___ Recorded information

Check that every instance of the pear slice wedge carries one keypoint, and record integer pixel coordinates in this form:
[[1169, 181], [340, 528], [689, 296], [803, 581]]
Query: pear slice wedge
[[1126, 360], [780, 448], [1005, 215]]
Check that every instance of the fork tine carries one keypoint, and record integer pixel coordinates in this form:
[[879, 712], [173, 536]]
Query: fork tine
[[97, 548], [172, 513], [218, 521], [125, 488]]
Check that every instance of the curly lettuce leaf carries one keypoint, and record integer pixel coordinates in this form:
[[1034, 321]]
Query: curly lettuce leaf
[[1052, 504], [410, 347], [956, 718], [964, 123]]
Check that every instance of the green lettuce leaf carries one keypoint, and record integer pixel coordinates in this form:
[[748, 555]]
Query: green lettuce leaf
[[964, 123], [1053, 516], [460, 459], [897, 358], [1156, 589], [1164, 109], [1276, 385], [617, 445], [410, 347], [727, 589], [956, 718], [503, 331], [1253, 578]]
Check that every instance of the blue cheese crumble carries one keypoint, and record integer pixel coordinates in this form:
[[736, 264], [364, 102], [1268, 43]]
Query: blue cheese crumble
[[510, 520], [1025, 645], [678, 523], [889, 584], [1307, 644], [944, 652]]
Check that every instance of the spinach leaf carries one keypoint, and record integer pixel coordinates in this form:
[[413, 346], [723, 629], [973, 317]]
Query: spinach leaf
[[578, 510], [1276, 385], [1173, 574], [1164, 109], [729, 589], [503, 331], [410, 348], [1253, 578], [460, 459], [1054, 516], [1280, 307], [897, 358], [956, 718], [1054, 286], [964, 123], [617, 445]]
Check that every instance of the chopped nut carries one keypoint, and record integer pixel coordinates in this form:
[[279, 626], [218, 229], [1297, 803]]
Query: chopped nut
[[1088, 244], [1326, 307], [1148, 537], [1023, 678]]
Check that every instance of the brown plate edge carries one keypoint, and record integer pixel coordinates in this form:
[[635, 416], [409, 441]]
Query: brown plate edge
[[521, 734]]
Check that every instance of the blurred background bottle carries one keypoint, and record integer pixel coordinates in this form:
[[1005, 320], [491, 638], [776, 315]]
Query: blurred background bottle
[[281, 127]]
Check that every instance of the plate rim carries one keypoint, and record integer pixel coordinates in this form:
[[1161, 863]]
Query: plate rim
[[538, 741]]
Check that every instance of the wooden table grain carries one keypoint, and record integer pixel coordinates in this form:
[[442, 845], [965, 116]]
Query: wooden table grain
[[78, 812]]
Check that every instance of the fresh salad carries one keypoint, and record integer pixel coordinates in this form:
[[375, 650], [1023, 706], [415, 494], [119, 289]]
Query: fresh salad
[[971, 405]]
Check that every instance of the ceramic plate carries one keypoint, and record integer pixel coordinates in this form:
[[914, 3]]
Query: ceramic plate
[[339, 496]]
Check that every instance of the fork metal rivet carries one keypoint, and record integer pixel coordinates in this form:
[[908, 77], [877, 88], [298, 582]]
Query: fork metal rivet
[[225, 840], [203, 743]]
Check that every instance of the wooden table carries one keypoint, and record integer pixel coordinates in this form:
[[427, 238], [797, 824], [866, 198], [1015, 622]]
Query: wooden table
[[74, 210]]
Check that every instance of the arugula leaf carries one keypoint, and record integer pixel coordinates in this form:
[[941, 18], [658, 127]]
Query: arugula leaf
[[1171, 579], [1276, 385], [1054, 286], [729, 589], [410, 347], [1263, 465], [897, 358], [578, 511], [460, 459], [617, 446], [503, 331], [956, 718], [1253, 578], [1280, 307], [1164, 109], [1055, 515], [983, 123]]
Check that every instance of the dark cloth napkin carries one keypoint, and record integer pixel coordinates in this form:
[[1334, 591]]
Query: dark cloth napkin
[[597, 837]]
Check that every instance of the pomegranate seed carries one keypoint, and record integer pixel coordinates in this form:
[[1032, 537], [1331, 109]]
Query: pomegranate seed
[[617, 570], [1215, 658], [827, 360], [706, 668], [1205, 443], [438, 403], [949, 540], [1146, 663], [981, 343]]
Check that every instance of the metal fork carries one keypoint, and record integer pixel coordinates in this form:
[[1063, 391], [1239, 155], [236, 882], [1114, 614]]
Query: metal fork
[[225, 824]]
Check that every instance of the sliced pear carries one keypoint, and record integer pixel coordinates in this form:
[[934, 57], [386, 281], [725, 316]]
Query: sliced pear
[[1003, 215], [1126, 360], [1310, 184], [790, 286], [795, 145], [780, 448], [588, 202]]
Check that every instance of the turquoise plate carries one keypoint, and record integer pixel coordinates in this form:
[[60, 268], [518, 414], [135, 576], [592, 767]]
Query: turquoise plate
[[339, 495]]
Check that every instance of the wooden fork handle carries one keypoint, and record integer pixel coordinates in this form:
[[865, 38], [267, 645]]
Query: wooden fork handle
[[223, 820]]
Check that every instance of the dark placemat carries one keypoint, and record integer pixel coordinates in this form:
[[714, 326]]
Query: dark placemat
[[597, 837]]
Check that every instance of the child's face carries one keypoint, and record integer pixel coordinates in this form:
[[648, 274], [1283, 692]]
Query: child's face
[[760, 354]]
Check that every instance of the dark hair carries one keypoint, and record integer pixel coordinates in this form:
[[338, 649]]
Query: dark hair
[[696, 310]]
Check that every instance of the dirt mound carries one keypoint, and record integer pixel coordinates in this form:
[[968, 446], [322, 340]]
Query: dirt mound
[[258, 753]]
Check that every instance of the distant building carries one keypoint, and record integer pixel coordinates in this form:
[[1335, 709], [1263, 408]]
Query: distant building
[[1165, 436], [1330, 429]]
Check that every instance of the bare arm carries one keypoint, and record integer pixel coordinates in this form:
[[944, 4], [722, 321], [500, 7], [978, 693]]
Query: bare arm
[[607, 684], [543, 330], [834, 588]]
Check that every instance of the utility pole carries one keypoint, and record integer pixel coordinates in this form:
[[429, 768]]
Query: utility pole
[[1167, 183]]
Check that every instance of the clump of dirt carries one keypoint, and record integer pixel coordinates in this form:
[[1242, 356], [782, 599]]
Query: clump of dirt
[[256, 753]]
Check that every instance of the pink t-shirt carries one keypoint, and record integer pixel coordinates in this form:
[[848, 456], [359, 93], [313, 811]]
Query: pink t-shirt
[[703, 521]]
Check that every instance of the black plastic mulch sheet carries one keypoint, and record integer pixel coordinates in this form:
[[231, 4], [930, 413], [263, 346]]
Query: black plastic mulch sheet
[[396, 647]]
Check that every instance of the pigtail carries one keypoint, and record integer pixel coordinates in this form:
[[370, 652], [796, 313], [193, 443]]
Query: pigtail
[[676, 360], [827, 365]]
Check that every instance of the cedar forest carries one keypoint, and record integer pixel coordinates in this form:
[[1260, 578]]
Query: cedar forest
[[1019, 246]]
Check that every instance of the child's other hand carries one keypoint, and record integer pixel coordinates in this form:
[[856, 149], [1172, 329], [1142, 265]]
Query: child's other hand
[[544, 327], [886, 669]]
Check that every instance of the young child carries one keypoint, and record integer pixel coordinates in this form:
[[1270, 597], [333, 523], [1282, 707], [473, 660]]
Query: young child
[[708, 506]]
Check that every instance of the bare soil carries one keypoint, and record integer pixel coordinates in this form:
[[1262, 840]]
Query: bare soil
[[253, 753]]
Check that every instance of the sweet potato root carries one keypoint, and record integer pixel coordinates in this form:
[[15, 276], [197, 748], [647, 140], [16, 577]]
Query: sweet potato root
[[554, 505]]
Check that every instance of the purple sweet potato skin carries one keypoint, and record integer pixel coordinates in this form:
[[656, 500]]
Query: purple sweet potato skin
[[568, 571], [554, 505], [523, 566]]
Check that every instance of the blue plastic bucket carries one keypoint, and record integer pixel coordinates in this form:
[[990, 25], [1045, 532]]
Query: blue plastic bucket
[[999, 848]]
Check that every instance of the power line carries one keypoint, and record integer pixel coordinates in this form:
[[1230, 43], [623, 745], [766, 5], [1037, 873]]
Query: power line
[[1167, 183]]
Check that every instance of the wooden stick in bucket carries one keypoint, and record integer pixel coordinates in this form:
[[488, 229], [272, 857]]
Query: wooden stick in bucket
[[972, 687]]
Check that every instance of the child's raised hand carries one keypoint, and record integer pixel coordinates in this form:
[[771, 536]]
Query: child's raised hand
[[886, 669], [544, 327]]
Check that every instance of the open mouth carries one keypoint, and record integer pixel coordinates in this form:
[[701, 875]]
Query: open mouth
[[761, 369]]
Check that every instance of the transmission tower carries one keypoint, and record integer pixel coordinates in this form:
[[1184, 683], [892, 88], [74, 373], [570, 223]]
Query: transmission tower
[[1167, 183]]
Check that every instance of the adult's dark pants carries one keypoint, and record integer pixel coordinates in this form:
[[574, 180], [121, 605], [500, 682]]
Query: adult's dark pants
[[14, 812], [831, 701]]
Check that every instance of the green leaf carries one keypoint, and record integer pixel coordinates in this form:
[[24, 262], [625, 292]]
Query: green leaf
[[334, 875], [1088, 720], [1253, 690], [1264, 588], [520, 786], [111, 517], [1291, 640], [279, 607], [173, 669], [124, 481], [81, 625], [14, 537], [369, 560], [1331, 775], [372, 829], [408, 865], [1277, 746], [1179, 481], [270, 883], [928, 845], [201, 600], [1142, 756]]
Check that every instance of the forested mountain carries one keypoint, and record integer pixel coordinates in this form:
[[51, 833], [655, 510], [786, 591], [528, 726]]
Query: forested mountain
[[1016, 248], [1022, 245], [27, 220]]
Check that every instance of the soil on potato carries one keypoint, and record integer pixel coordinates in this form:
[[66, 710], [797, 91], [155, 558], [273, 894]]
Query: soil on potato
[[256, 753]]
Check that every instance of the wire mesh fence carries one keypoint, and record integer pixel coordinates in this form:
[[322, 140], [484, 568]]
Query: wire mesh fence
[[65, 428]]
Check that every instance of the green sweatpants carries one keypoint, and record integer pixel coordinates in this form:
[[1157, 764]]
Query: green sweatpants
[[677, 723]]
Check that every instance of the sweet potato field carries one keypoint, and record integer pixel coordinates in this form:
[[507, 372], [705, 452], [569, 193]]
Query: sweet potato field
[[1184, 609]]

______

* [What this task involves] Can you repeat the data word for word, from the line that contains "Check that every instance of the pink" through the line that contains "[[676, 360], [827, 365]]"?

* [Task response]
Check that every instance of the pink t-shirt carries one keypoint, and record integer pixel coordinates in this form:
[[848, 456], [359, 93], [313, 811]]
Query: pink t-shirt
[[703, 521]]
Check that every instance of the black plastic mulch sheet carries one keypoint, and record integer pixel coordinates in this form:
[[231, 4], [930, 413], [263, 346]]
Query: black plastic mulch sheet
[[396, 647]]
Check that every instance of the pigtail carries one keypoint, and record integer pixel coordinates in this form:
[[370, 652], [796, 313], [193, 443]]
Query: pigtail
[[676, 360], [827, 365]]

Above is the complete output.